::: Reading text

BikeAthens attends a lot of public meetings. One of the most frequent complaints we hear concerns speeding traffic—drivers zipping through neighborhoods without care for people walking, kids playing and pets frolicking. We know high speeds are dangerous. How do we make drivers slow down? Enforcement and engineering are the two most effective methods. Unfortunately, Georgia law erects real barriers to speeding enforcement. Engineering remains the most powerful and lasting solution, but is it too expensive?
Police in Georgia cannot issue speeding tickets without obtaining a GDOT radar permit. To obtain a permit, there must be clear sight-lines and a gentle slope (less than 7 percent). Given Athens’ topography and neighborhood street design, these requirements make it difficult, if not impossible, to obtain radar permits in many neighborhoods or even on campus.
Additionally, due to state laws further regulating the use of radar devices, many jurisdictions will not ticket drivers unless they are driving 10 miles per hour over the speed limit. These restrictions make speeding difficult to enforce in many neighborhoods. In others, they raise the effective speed limit by 10 mph. When it comes to enforcement, many “low-speed” Athens streets have effective (and perhaps unenforceable) speed limits around 40 mph.

::::::
::: Data to examine

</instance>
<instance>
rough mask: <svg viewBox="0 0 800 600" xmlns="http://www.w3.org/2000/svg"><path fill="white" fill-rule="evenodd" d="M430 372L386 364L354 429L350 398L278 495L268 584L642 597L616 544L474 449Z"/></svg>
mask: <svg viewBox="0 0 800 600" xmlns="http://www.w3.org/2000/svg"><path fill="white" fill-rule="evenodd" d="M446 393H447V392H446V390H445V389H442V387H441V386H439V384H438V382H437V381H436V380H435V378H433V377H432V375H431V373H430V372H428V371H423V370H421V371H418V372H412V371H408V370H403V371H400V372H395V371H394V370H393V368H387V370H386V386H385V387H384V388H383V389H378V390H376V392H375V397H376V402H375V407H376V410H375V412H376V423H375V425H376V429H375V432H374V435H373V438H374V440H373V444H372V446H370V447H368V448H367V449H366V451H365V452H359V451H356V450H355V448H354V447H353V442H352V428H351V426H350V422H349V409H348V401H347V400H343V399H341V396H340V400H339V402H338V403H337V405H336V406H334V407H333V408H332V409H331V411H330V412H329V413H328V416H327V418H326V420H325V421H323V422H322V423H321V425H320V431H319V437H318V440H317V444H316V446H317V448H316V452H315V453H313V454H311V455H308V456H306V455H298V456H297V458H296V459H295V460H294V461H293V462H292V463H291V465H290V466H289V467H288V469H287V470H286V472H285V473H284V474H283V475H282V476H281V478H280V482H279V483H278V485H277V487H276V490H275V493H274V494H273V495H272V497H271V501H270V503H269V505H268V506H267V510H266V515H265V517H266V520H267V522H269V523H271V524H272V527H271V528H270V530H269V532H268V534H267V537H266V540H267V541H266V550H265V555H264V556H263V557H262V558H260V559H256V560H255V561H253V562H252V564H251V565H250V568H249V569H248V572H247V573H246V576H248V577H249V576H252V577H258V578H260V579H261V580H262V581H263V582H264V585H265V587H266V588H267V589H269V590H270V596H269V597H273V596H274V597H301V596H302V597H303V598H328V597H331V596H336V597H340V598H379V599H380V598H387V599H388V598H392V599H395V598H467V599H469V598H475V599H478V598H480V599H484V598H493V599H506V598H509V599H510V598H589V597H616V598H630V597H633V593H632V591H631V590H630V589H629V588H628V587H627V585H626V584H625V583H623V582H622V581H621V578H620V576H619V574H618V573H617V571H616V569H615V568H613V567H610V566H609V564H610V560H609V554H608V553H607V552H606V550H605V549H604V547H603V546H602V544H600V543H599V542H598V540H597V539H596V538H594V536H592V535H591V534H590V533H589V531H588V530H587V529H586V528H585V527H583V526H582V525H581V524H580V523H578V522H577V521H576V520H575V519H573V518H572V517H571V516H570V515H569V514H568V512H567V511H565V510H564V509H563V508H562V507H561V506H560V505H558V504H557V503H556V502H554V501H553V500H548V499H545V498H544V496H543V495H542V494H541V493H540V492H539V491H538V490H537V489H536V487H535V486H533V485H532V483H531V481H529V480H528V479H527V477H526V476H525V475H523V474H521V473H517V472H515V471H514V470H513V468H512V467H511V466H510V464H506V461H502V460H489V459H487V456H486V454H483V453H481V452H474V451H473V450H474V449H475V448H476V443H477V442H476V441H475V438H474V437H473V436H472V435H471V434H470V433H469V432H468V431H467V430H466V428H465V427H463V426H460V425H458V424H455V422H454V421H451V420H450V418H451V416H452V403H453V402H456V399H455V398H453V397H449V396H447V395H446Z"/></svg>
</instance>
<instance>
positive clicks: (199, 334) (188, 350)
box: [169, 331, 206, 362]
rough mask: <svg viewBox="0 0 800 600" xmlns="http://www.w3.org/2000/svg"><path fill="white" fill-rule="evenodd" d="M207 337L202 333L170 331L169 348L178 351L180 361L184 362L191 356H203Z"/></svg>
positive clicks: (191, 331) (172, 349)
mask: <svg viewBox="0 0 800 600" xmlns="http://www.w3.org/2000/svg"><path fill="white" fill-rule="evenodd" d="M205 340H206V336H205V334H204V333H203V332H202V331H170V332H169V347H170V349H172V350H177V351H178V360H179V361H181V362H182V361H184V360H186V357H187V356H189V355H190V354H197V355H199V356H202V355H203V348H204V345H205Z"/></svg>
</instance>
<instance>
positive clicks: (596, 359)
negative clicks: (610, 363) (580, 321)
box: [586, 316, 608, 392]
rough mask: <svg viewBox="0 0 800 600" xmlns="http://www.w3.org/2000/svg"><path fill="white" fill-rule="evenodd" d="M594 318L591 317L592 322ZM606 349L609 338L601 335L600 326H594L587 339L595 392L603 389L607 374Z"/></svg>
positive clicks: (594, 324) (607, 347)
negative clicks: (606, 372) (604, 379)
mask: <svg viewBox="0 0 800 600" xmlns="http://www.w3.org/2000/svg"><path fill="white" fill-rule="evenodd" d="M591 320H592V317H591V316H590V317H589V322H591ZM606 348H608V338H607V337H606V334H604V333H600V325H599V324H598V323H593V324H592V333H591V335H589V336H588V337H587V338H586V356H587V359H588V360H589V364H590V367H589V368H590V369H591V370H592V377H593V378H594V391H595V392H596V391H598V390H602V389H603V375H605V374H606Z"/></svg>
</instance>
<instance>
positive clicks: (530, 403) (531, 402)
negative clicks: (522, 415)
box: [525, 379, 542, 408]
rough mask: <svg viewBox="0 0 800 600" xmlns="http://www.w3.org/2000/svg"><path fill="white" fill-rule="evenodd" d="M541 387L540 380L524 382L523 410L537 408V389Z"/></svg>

::::::

▶ Exercise set:
1. According to the text on speeding in Athens, who or what do drivers zip through neighborhoods without caring about? List every one it names.
2. Set down the part of the text on speeding in Athens starting at "Police in Georgia" and ending at "around 40 mph.".

▶ Answers given:
1. People walking, kids playing and pets frolicking.

2.
Police in Georgia cannot issue speeding tickets without obtaining a GDOT radar permit. To obtain a permit, there must be clear sight-lines and a gentle slope (less than 7 percent). Given Athens’ topography and neighborhood street design, these requirements make it difficult, if not impossible, to obtain radar permits in many neighborhoods or even on campus.
Additionally, due to state laws further regulating the use of radar devices, many jurisdictions will not ticket drivers unless they are driving 10 miles per hour over the speed limit. These restrictions make speeding difficult to enforce in many neighborhoods. In others, they raise the effective speed limit by 10 mph. When it comes to enforcement, many “low-speed” Athens streets have effective (and perhaps unenforceable) speed limits around 40 mph.